Copy the rows below word for word, starting at the row that contains "of the green" and ending at the row that contains "[[32, 142]]", with both of those rows included.
━━━ GIVEN INFORMATION
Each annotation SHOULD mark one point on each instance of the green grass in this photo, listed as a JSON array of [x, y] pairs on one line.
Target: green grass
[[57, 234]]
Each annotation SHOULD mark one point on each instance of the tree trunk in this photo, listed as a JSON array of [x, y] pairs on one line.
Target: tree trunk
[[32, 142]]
━━━━━━
━━━ GIVEN INFORMATION
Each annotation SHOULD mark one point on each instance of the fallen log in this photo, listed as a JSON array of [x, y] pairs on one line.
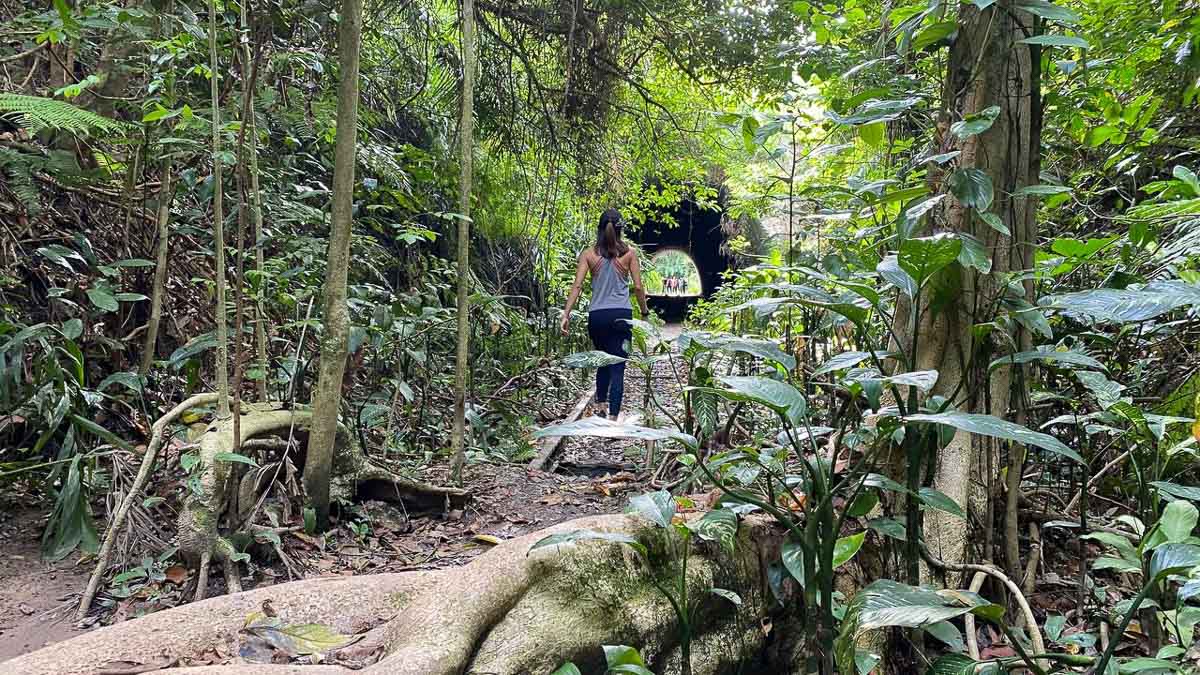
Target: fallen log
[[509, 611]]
━━━━━━
━━━ GIVEN INFORMATION
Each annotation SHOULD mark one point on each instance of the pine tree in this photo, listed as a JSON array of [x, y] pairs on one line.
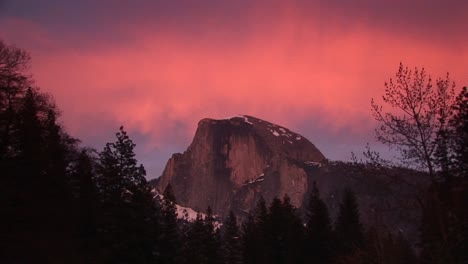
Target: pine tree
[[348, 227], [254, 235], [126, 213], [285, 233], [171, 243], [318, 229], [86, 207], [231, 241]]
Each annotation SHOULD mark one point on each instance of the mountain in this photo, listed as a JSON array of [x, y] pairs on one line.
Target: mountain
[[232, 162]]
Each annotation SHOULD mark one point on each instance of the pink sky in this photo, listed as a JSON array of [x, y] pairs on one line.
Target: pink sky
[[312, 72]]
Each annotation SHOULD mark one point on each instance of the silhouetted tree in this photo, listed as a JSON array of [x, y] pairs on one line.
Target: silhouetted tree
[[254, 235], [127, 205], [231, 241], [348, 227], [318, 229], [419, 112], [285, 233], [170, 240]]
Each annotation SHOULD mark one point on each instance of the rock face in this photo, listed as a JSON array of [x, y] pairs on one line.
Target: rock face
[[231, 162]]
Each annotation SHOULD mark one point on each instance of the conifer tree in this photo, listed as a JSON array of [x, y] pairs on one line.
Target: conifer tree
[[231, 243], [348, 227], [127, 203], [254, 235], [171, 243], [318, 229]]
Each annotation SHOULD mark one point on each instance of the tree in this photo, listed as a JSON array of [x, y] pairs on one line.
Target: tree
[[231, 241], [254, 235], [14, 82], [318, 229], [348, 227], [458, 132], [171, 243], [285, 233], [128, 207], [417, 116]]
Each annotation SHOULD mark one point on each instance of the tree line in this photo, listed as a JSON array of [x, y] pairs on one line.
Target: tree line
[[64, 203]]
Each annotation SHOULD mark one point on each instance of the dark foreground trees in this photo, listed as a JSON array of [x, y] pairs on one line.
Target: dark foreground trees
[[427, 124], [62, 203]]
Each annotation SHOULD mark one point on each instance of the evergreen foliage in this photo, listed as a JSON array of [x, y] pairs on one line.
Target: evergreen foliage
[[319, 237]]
━━━━━━
WRITTEN RESPONSE
Each annotation SHOULD mark one point on each instance of the green grass in this photo, listed as a JSON array of [x, y] pairs on one line.
Target: green grass
[[57, 234]]
Each annotation SHOULD mark one point on each instance of the tree trunk in this photo, listed as a JSON array of [x, y] pairs on one line.
Target: tree trunk
[[32, 142]]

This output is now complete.